What happened after that?
We started kicking around ideas for the space internally. It took a little while to get everyone on the same page in terms of what we wanted to do in there. We had kind of a bake-off, if you will, where we invited a number of different designers to come up with ideas for the space. It was five or six of them, then we narrowed it down and made our decision and finalized our budget. As the project evolved, it became obvious we had to get it done for election night.
That must have been quite a sprint.
We finally got the whole plan together in 2015, and we started construction in March of this year. So the construction cycle was relatively quick, but the whole concept and deciding on what we want to do and how we want to use that space – we took our time with that, and I think everybody is thrilled about the results.
Do you think you’ve ever been part of an undertaking like this, from a planning and timing standpoint or otherwise?
We have had a lot of quick-timetable projects here, and I’ve been here since 1998. One of the things [FOX News Co-President] Jack Abernethy talked about during the employee recognition event for the 20th anniversary was that over time, we have taken a number of different retail spaces in this building to build studios.
What are the chances that in the next election or two, another studio will be needed?
Well, as I thanked everyone internally, I told them that for the 2020 election, hopefully we won’t have a studio to do and can just focus on everything else that surrounds the election, because it’s a huge process with getting all the graphics, the rehearsals and having all the data display properly on the screen. The same team that was working on that was also very involved with getting the studio on the air. We have a small engineering team, and everyone tends to get involved in everything. This election cycle was tough, but it’s really a tribute to the work that everyone did internally here to make the outside events, studio project and election night happen.
It sounds like there were a lot of challenges in this particular endeavor. Now that you can look back, does a specific challenge stand out to you the most?

================================

Exercise description: Can you pick up the interview about building the election-night studio after its final question and carry it on?

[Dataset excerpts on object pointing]
================================

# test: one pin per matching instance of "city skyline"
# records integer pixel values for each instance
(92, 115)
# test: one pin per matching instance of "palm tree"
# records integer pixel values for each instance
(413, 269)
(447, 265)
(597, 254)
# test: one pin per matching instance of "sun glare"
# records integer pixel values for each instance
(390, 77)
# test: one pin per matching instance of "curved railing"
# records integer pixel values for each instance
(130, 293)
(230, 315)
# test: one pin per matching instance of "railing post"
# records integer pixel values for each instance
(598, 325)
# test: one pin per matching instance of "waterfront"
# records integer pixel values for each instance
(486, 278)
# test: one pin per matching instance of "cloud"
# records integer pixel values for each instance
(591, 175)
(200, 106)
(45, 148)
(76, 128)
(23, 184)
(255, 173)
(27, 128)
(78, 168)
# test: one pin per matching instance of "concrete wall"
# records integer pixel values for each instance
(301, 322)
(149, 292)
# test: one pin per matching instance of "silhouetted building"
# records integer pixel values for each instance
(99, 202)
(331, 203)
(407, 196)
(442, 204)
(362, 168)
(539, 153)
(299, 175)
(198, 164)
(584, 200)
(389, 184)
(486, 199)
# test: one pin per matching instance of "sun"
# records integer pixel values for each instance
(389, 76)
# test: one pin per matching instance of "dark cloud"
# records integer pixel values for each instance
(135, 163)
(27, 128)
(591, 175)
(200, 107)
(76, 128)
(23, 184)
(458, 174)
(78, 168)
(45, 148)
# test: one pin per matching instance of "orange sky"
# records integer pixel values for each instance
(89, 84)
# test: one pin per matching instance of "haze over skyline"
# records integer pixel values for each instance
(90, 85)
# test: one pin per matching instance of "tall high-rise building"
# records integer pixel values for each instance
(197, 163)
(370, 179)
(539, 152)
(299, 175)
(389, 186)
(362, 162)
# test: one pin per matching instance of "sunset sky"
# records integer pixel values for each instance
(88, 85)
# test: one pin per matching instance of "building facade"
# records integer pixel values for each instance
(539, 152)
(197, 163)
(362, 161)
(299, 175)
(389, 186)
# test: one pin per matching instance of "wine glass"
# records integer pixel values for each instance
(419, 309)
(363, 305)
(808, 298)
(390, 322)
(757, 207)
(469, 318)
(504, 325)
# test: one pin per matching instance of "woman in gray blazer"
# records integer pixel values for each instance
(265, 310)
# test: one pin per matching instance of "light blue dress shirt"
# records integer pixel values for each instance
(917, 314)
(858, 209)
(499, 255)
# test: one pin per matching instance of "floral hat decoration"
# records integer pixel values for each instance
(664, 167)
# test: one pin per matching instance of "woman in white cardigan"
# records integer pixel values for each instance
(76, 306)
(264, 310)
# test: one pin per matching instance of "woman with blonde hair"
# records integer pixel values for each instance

================================

Task response:
It was tough getting started because it was difficult getting consensus, if you will, on what we were going to do. Once we made that decision, the tough part became executing it within the timetable we had. You look on TV and you look at the windows and you see all that technology, and none of that can come in until the box is built. Getting all the coordination between everything that needs to go on a ceiling that’s 36 feet in the air, between the air conditioning, the sprinkler piping, the lighting and the steel that supports a lot of the things that are hanging is just tough. Then you start loading in the set and making the place look pretty, but there’s a lot of stuff behind the scenes that has to happen before the set starts getting loaded.
You’re trying to make an office space into a studio, so you have to make sure the subway noise doesn’t come in and you have to make sure the street noise doesn’t come in. If you’re a retail space, that doesn’t matter. If you’re Studio F and you’re going to be on the air for FOX News or FOX Business, you can’t hear the D train rumble by every few minutes. The other thing I want to point out is that the visible part of the project is the studio, but we also had to build a control room downstairs where nobody sees it. We also had to expand some of our equipment rooms to support the new studio and the new control room. So it wasn’t just building the studio; there were about three different things that were happening in parallel to make this studio happen.
So the studio is almost like the tip of the iceberg?
Exactly. Great analogy.
You mentioned gathering consensus in the beginning of this project, and I was wondering if that was more about the functional elements of the studio and everything that supports it or more about the aesthetics.
I think the design elements and how you best utilize double-height space – 36-foot-high space. When Charles Schwab was in there, they had a ceiling that took up probably 20 of those 36 feet, so they didn’t use a big part of the space that they had. We love height in a studio, but with 36 feet on Sixth Avenue with huge windows, you don’t want to fill up the top half of the studio with lights. Coming up with the idea with the double-height studio and the balcony and trying to make all that work, that was a breakthrough when that idea was presented to us.
Studio F Overview
Studio (29 feet high)
LED wall (downstairs)
LED wall (balcony)
Power (LED lighting reduces power required)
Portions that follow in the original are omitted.